═══ Data for this task
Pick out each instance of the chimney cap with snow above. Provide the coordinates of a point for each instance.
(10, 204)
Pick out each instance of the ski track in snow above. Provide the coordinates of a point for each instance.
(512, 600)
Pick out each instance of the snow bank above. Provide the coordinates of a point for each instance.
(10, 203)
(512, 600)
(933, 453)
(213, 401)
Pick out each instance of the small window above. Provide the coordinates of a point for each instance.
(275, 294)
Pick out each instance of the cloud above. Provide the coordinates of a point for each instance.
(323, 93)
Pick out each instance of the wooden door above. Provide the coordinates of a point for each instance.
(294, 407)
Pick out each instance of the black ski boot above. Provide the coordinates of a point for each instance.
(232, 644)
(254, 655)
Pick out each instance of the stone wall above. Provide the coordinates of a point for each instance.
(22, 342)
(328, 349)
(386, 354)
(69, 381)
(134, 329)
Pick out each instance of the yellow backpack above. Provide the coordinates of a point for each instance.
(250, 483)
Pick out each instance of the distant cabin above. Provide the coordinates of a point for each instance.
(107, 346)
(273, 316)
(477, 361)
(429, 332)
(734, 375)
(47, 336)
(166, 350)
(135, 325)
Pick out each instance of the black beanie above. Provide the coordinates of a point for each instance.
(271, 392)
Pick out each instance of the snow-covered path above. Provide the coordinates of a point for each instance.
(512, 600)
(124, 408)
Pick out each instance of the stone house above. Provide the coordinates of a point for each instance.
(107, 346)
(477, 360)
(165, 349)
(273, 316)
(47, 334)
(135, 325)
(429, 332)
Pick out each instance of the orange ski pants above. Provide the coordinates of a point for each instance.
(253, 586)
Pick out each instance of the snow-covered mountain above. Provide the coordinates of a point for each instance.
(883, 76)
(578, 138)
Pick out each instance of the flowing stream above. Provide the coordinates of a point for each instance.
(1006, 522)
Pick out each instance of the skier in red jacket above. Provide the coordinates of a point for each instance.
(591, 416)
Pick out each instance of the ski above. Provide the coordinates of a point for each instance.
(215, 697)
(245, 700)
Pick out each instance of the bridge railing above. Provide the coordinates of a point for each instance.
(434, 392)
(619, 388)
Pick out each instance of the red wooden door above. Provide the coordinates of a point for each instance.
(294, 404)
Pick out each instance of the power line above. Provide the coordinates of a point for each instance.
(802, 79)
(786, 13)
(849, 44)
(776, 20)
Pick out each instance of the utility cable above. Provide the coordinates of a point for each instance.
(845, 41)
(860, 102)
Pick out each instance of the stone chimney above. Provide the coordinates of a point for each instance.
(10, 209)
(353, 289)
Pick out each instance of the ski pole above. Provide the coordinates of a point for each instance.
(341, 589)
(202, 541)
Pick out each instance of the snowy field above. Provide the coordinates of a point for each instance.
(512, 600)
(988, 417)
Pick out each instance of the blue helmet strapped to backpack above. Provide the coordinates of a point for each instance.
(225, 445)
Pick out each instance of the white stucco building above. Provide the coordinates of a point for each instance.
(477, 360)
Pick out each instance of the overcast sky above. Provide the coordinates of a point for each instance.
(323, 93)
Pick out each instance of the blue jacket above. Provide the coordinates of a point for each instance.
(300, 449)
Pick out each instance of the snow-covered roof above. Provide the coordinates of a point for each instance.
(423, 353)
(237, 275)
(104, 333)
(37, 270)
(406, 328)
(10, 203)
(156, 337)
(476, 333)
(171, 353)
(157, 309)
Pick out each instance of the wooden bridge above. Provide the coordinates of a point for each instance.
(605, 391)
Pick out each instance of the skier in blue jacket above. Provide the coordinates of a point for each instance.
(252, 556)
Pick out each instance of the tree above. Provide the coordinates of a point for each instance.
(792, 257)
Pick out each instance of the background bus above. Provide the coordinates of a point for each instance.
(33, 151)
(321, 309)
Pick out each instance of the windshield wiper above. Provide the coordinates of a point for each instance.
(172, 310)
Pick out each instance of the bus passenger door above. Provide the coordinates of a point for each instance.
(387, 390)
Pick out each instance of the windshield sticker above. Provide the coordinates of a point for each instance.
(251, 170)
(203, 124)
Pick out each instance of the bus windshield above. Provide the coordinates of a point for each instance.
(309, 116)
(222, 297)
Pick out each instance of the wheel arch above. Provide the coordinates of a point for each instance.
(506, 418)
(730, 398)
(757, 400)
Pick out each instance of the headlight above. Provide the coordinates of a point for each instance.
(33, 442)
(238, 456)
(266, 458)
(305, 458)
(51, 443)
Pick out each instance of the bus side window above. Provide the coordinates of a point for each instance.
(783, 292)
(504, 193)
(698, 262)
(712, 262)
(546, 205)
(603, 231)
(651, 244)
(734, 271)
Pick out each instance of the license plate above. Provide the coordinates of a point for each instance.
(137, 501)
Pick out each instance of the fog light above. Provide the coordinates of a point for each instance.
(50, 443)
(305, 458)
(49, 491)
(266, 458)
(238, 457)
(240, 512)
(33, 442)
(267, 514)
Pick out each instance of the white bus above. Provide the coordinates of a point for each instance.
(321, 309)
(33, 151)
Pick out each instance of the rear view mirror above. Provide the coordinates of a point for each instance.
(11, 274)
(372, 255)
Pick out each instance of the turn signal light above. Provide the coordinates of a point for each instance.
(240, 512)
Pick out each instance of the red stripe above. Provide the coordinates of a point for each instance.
══════
#### Goal of the exercise
Without omitting anything, reproduce the whole of the data.

#### Your response
Pick out each instance of the chimney cap with snow above. Provide the coordinates of a point for each instance.
(10, 204)
Pick out each instance of the ski track in snow above. Provide the coordinates of a point for each instance.
(512, 600)
Pick out each instance of the snow bank above. Provide the coordinates of a point for each instance.
(10, 203)
(512, 600)
(933, 453)
(213, 401)
Pick out each instance of the small window above. Provide the coordinates of a point for each instance.
(275, 294)
Pick out each instance of the cloud above. Provide the coordinates of a point for each instance.
(323, 93)
Pick out each instance of the wooden door above. Provide the coordinates of a point for each instance.
(294, 407)
Pick out each instance of the black ski boot above. Provide the coordinates of a point for each instance.
(232, 644)
(254, 655)
Pick out each instance of the stone wall above. Provide the coordinates of a point for each instance.
(22, 342)
(328, 349)
(386, 354)
(69, 381)
(134, 329)
Pick out each instance of the yellow backpack above. Provide the coordinates of a point for each instance.
(250, 483)
Pick out each instance of the distant cabin above. Provide the coordinates of a point for each instance.
(107, 346)
(273, 316)
(477, 361)
(429, 332)
(734, 375)
(47, 336)
(166, 350)
(135, 325)
Pick out each instance of the black beanie above. Provide the coordinates of a point for each instance.
(271, 392)
Pick out each instance of the snow-covered path above. Provide the coordinates of a point for each instance.
(512, 600)
(124, 408)
Pick out each instance of the stone house above. Provide the coordinates of a point for each instance.
(107, 346)
(477, 360)
(165, 349)
(273, 316)
(47, 334)
(135, 325)
(429, 332)
Pick out each instance of the orange ski pants above. Provide the coordinates of a point for each instance.
(253, 586)
Pick out each instance of the snow-covered mountain above. Provide the coordinates of a point for each instance.
(883, 76)
(578, 138)
Pick out each instance of the flowing stream above. Provide the coordinates of a point for each instance.
(1006, 522)
Pick out each instance of the skier in red jacket above. Provide the coordinates of a point for each instance.
(591, 416)
Pick out each instance of the ski above. Provide the coordinates of a point for each instance.
(215, 697)
(245, 700)
Pick out each instance of the bridge railing above. Provide the coordinates of a point for each instance.
(434, 392)
(619, 388)
Pick out each instance of the red wooden door above. Provide the coordinates of a point for each instance.
(294, 404)
Pick out each instance of the power line above. Provide the coordinates of a point for each instance.
(802, 79)
(786, 13)
(849, 44)
(776, 20)
Pick out each instance of the utility cable above. Provide the coordinates of a point for each instance.
(845, 41)
(860, 102)
Pick out each instance of the stone chimney above. Provide the coordinates of a point for each instance.
(10, 209)
(353, 289)
Pick out each instance of the ski pole above. Provide the coordinates of a point for each instance.
(341, 589)
(202, 541)
Pick out each instance of the snowy field above. Provide the coordinates of a point for each instance.
(512, 600)
(988, 417)
Pick out each instance of the blue helmet strapped to backpack above. Provide the coordinates of a point for each instance.
(225, 445)
Pick out each instance of the white stucco building above. Provide the coordinates of a point for each instance.
(477, 360)
Pick out each instance of the overcast sky above. Provide the coordinates of a point for each instance.
(323, 93)
Pick out each instance of the blue jacket above. Provide the coordinates of a point for each instance.
(300, 449)
Pick out each instance of the snow-covered roof above. Provide the coordinates of a point for each instance.
(423, 353)
(237, 275)
(104, 333)
(37, 270)
(406, 328)
(10, 203)
(156, 337)
(476, 333)
(171, 353)
(157, 309)
Pick out each instance of the wooden bridge above. Provide the coordinates of a point for each instance.
(605, 391)
Pick out each instance of the skier in blue jacket above. Provide the coordinates of a point for each instance.
(252, 556)
Pick out each instance of the tree above. Provide the coordinates of a point for each instance.
(792, 257)
Pick out each instance of the background bus above. Provide the coordinates of a point for each instance.
(33, 151)
(321, 309)
Pick out each instance of the windshield wiper above. Provide the coordinates of a point for each instance.
(172, 310)
Pick out each instance of the bus passenger door above. Provide the coordinates of a point for each instance.
(387, 390)
Pick out each instance of the windshield sticker above. Provide the coordinates of a point for each instance.
(251, 170)
(203, 124)
Pick out each instance of the bus windshield above. Provide the coordinates of a point for each instance.
(309, 116)
(222, 297)
Pick out each instance of the wheel arch above. Provide the coordinates of a point for each instance.
(506, 418)
(730, 398)
(757, 400)
Pick out each instance of the headlight above. Provide the coordinates of a point for each instance.
(33, 442)
(238, 456)
(266, 458)
(305, 458)
(51, 443)
Pick out each instance of the bus side window above. Provide the coordinates of a point for each instance.
(783, 292)
(504, 193)
(698, 262)
(712, 262)
(546, 205)
(603, 231)
(651, 244)
(734, 271)
Pick out each instance of the license plate above. Provide the coordinates of a point for each instance.
(137, 501)
Pick out each instance of the fog light above. Provide the coordinates of a point for each instance.
(50, 443)
(305, 458)
(49, 491)
(266, 458)
(238, 457)
(240, 512)
(33, 442)
(267, 514)
Pick out each instance of the white bus above. Provide the coordinates of a point for each instance.
(321, 309)
(33, 151)
Pick out each instance of the rear view mirror above. Provide the coordinates of a point for each instance.
(11, 274)
(372, 255)
Pick out each instance of the turn signal light above. Provide the coordinates of a point for each instance.
(240, 512)
Pick out each instance of the red stripe above. Provide the coordinates of a point for each instance.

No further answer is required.